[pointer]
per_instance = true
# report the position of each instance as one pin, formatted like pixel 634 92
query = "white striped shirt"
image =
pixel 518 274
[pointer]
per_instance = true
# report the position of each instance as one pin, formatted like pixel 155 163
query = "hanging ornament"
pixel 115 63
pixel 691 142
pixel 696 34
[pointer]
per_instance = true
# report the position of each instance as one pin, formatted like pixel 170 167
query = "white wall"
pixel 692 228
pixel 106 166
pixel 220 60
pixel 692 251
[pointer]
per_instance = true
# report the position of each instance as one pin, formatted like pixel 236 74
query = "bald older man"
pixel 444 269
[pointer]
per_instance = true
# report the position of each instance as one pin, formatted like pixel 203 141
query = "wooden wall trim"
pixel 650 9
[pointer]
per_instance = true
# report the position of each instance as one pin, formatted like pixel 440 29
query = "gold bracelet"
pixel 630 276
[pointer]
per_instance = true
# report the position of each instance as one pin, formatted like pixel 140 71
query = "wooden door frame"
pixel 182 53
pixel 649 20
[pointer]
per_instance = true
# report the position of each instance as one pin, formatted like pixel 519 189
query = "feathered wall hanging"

- _YOUR ASSIGNMENT_
Copy the listing in full. Match it word for word.

- _OUTPUT BELOW_
[pointer]
per_instance = true
# report the position of each instance as one pin, formatted like pixel 634 92
query = "white striped shirt"
image =
pixel 518 274
[pointer]
per_instance = true
# report the position of each instance as one pin, formatted like pixel 155 163
query = "hanging ornament"
pixel 115 63
pixel 691 142
pixel 696 34
[pointer]
per_instance = true
# report the position of each instance as one pin, formatted like pixel 170 167
query = "white wall"
pixel 692 228
pixel 106 166
pixel 220 60
pixel 692 251
[pointer]
per_instance = true
# report the position of each instance as one pin, formatted like pixel 236 74
query = "bald older man"
pixel 444 269
[pointer]
per_instance = true
# report the position of each instance as one pin, formatted like pixel 203 141
query = "wooden wall trim"
pixel 650 9
[pointer]
per_instance = true
# report the position of each instance as one pin, formatted like pixel 440 29
query = "gold bracelet"
pixel 630 276
[pointer]
per_instance = true
# report the position of each instance as one pin, formatted like pixel 140 71
query = "wooden door frame"
pixel 182 53
pixel 649 20
[pointer]
per_instance = true
# report the position of each instance as one pin, formatted like pixel 519 189
query = "feathered wall hanging"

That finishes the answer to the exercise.